_Exercise directions:_
Please extract every line of the listing below that contains the word "young". Case counts, so skip lines where it appears with different capitalization.

Point annotations for photos
· · · ·

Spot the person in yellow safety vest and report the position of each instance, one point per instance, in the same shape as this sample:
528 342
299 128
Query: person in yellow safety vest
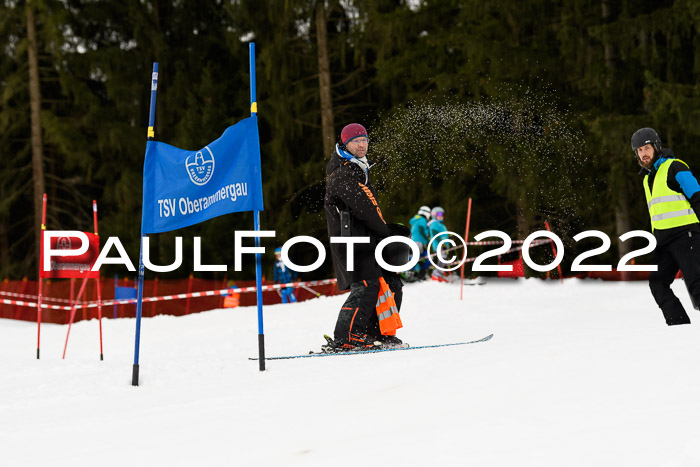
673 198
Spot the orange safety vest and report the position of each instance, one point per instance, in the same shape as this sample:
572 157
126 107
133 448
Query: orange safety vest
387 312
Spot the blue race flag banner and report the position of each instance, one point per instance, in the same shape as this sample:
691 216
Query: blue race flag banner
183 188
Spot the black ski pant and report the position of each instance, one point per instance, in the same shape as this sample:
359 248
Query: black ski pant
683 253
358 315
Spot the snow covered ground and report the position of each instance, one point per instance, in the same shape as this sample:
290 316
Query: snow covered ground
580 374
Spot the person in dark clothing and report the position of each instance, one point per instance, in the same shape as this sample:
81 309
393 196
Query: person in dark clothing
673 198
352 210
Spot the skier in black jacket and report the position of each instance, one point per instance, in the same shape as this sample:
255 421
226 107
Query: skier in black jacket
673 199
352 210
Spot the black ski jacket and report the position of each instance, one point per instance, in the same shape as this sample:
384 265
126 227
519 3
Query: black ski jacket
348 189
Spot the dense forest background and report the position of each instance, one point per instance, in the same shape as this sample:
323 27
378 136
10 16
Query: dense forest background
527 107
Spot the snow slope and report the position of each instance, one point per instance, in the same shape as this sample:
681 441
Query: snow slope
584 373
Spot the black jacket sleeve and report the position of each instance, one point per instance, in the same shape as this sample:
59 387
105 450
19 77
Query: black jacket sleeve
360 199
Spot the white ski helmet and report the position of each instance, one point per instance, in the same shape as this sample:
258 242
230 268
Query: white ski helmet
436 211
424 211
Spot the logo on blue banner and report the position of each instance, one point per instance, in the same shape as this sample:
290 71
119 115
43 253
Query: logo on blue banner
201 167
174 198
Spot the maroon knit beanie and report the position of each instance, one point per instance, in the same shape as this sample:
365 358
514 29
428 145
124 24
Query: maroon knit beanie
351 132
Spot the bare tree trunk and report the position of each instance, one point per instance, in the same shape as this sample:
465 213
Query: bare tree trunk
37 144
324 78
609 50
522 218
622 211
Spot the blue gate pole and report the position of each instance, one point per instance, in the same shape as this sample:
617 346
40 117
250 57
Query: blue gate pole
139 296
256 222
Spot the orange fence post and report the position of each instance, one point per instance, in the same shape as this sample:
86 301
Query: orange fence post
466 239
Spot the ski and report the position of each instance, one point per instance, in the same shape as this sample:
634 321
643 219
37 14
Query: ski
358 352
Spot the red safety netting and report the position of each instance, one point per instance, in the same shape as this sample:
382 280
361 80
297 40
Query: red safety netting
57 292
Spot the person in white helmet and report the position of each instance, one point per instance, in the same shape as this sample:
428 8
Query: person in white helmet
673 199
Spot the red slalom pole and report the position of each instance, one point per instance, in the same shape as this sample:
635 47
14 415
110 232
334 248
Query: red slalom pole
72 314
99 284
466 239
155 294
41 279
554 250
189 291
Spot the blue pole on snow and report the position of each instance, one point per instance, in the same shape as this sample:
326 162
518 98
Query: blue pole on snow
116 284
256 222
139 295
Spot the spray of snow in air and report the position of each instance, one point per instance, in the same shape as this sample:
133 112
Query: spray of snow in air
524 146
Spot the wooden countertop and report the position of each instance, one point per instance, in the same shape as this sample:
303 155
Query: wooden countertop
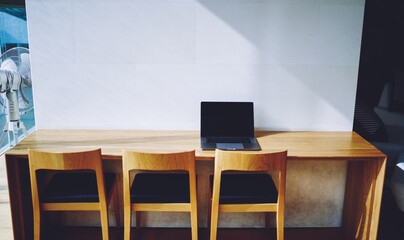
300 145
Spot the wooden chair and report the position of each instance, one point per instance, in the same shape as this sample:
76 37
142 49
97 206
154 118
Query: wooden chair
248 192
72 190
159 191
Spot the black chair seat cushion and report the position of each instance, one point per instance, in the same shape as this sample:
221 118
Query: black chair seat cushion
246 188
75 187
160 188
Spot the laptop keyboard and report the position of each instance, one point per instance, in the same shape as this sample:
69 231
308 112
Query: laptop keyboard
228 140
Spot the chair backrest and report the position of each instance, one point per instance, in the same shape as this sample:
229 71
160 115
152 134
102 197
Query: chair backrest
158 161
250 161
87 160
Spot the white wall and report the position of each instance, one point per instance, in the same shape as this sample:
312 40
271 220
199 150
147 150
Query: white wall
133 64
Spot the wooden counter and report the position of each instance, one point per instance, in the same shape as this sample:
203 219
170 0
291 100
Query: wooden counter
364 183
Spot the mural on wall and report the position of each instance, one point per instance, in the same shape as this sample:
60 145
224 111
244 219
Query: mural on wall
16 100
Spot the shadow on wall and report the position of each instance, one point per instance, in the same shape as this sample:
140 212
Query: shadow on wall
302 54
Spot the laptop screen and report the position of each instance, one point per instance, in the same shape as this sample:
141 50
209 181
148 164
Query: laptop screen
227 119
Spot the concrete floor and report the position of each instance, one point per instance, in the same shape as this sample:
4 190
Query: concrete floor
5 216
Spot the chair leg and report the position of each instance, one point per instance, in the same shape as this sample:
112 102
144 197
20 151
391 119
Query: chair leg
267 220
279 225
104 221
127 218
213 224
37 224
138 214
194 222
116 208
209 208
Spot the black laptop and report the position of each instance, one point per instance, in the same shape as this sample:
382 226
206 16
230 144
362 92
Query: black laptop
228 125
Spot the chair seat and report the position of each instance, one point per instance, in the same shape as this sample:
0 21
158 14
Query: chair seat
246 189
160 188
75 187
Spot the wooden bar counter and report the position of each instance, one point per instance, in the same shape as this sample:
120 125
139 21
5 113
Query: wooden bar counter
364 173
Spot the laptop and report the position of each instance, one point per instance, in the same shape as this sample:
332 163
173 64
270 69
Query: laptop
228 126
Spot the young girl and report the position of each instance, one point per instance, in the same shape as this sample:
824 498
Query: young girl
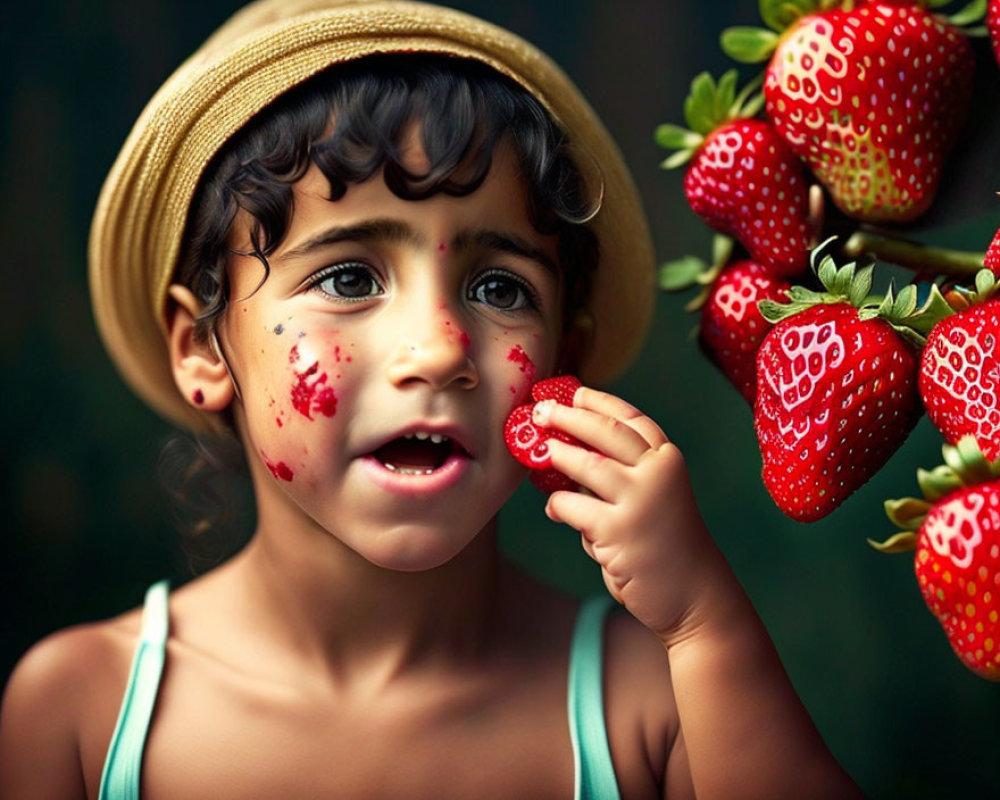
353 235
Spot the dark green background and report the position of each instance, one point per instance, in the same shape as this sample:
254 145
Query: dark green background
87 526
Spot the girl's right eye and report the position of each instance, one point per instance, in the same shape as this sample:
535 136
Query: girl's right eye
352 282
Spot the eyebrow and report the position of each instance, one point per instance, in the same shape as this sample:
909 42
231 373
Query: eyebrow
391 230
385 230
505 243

· · · ·

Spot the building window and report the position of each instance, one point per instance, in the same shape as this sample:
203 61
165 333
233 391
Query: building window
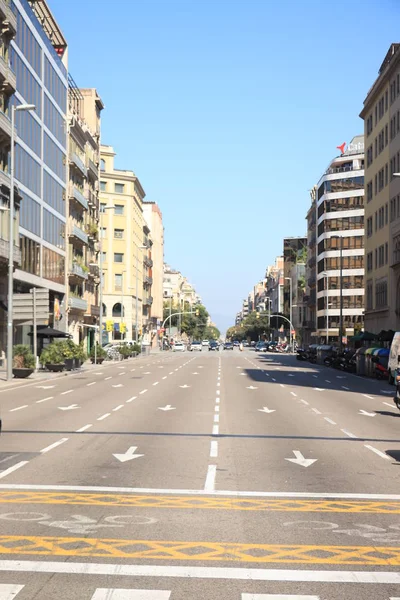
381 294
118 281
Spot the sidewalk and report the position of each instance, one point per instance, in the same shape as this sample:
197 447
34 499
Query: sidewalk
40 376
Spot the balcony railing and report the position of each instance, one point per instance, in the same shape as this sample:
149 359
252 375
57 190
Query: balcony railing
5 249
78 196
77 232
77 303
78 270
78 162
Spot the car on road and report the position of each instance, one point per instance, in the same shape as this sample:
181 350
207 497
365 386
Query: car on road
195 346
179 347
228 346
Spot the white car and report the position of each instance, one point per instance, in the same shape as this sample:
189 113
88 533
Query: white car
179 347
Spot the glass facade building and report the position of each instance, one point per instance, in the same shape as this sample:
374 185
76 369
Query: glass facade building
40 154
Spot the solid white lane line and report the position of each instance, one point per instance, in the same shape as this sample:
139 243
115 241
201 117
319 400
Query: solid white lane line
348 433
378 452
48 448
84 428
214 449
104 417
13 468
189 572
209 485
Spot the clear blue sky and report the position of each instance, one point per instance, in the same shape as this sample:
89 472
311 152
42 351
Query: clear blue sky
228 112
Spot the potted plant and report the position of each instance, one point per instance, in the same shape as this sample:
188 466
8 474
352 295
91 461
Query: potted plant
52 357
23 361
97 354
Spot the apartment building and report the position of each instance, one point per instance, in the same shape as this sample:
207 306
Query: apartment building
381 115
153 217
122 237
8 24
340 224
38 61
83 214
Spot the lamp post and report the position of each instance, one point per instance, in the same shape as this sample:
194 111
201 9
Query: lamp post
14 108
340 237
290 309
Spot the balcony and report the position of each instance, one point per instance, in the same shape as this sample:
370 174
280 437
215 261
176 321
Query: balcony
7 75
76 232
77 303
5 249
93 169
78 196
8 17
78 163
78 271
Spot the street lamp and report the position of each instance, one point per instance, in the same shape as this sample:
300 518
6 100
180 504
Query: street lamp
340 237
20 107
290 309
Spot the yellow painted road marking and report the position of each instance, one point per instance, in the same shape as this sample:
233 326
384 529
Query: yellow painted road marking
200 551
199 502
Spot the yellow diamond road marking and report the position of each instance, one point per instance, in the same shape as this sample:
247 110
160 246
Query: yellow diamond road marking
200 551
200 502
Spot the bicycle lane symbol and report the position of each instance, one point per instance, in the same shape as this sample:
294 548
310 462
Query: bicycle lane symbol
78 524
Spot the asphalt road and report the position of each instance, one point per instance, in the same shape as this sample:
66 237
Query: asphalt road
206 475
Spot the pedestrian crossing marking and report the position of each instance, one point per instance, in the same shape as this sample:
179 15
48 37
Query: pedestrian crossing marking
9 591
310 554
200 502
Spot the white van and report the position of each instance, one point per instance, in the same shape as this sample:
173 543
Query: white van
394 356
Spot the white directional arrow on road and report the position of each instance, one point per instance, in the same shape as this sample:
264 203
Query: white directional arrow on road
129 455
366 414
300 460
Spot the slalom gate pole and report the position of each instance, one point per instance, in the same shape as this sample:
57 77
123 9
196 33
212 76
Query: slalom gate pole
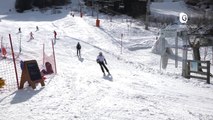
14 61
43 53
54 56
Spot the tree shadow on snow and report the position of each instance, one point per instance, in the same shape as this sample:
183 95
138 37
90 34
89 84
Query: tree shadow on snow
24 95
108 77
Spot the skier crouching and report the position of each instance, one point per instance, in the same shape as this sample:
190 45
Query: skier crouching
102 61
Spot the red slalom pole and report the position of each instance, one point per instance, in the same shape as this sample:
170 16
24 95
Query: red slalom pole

· · · ·

_Full solution:_
Spot the young girl and report the position of each instance, one point per instance, in the same shape as this sample:
Query: young girl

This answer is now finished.